**What is needed**
Among the records below, find the line that has "Indicate the dripper"; from there, give the lines again exactly, and stop after the line that has "Indicate the kettle handle".

── Material provided

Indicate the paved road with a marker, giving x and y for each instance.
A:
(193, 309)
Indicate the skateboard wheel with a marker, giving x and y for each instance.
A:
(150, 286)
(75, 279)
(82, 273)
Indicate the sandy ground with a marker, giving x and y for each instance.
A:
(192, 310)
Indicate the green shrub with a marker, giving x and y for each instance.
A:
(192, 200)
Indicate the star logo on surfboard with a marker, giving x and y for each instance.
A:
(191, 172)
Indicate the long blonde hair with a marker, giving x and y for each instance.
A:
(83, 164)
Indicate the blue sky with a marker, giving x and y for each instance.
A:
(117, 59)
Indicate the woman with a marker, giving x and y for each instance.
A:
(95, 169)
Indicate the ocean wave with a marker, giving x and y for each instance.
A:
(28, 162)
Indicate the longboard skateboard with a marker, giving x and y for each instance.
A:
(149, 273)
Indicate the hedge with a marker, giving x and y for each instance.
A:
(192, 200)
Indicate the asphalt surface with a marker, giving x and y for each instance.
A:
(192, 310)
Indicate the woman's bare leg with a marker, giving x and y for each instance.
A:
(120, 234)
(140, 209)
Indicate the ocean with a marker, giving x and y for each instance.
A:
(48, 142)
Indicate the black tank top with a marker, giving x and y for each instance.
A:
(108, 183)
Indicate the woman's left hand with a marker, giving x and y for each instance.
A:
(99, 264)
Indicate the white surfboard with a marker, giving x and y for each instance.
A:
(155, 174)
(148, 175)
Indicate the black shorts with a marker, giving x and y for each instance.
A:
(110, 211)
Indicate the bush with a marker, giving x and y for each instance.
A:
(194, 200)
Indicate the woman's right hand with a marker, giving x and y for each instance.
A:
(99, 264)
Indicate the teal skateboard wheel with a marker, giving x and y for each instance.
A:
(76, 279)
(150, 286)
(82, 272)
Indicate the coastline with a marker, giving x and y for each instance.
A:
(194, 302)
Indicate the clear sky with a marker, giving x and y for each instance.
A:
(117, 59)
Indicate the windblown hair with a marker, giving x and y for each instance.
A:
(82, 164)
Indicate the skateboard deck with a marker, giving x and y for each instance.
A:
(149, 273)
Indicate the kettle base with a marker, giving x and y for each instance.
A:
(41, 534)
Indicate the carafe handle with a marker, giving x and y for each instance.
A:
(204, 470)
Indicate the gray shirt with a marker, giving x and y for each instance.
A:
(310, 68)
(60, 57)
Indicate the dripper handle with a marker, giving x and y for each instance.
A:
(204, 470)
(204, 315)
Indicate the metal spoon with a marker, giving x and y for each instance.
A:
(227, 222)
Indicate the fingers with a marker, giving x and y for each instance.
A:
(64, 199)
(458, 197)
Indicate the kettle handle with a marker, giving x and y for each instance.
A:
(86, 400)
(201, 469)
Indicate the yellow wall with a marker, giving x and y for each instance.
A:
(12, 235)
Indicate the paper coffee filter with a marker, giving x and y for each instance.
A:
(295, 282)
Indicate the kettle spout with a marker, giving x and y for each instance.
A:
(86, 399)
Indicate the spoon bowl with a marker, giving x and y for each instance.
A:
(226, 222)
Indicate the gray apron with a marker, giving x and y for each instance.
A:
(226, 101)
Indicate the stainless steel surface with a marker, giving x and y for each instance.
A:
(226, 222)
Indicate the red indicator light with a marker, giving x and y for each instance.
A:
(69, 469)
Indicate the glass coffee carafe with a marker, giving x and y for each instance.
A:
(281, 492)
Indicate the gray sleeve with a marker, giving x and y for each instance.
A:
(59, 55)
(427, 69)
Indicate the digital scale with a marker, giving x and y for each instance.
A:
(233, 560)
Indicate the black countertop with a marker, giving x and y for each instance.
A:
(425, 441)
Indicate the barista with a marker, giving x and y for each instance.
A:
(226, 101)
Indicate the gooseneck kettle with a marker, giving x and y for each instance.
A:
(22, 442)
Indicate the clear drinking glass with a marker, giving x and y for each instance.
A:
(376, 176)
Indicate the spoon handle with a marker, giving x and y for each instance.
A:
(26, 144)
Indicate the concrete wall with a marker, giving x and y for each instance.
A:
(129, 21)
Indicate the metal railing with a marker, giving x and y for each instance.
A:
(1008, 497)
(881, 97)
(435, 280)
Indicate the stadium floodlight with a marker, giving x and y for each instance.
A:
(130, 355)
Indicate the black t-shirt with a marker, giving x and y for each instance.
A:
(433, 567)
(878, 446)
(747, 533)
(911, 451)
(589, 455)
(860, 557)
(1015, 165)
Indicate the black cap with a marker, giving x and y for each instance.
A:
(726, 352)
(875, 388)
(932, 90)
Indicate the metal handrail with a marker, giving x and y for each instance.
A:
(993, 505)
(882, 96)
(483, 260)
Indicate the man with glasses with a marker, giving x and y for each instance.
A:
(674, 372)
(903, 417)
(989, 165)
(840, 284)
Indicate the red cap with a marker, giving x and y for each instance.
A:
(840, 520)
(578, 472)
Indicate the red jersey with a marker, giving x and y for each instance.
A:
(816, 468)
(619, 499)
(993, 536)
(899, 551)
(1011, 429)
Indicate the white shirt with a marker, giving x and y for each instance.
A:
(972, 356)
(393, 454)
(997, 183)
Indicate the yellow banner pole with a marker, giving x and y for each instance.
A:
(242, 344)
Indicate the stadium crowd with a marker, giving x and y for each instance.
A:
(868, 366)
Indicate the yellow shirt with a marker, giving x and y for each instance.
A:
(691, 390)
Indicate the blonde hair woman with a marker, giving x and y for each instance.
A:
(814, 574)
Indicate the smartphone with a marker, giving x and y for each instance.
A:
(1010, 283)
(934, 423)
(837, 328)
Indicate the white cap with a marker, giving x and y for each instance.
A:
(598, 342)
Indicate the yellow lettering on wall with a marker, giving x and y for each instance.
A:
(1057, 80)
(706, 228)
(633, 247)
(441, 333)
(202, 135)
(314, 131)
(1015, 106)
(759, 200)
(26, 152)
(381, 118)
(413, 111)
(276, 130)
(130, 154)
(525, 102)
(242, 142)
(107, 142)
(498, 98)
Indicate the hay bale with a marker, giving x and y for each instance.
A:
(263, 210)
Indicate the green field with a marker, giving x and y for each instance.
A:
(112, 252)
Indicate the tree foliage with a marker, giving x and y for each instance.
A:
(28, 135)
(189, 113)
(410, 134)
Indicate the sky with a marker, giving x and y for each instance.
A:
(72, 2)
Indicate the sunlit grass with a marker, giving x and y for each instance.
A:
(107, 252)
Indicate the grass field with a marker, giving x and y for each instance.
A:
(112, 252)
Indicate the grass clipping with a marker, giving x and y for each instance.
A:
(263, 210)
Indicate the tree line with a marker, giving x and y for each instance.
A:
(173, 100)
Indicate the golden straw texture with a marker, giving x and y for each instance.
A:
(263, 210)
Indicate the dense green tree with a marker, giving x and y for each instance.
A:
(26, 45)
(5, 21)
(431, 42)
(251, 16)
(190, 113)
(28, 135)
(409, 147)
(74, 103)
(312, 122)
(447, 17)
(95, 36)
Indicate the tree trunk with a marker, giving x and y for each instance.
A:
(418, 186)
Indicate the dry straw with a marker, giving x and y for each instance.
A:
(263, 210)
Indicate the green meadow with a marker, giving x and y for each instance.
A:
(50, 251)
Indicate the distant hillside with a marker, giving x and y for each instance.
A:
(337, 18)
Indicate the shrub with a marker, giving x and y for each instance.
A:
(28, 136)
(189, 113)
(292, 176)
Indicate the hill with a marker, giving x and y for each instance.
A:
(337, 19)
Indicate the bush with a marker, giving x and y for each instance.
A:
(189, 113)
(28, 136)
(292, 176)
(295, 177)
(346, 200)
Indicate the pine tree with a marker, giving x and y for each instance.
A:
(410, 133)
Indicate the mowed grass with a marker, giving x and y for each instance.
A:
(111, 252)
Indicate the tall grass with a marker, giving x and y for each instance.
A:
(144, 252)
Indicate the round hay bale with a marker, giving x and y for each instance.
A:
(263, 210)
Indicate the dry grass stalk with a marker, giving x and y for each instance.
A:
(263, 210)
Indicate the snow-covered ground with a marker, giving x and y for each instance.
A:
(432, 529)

────

**Response**
Indicate the dripper handle with a marker, giving x and y for each instance.
A:
(204, 470)
(204, 315)
Indicate the metal spoon with a marker, giving x and y for each instance.
A:
(227, 222)
Indicate the fingers with a marker, giving x and y for each instance.
A:
(64, 199)
(458, 197)
Indicate the kettle handle with a marker, giving x and y for each instance.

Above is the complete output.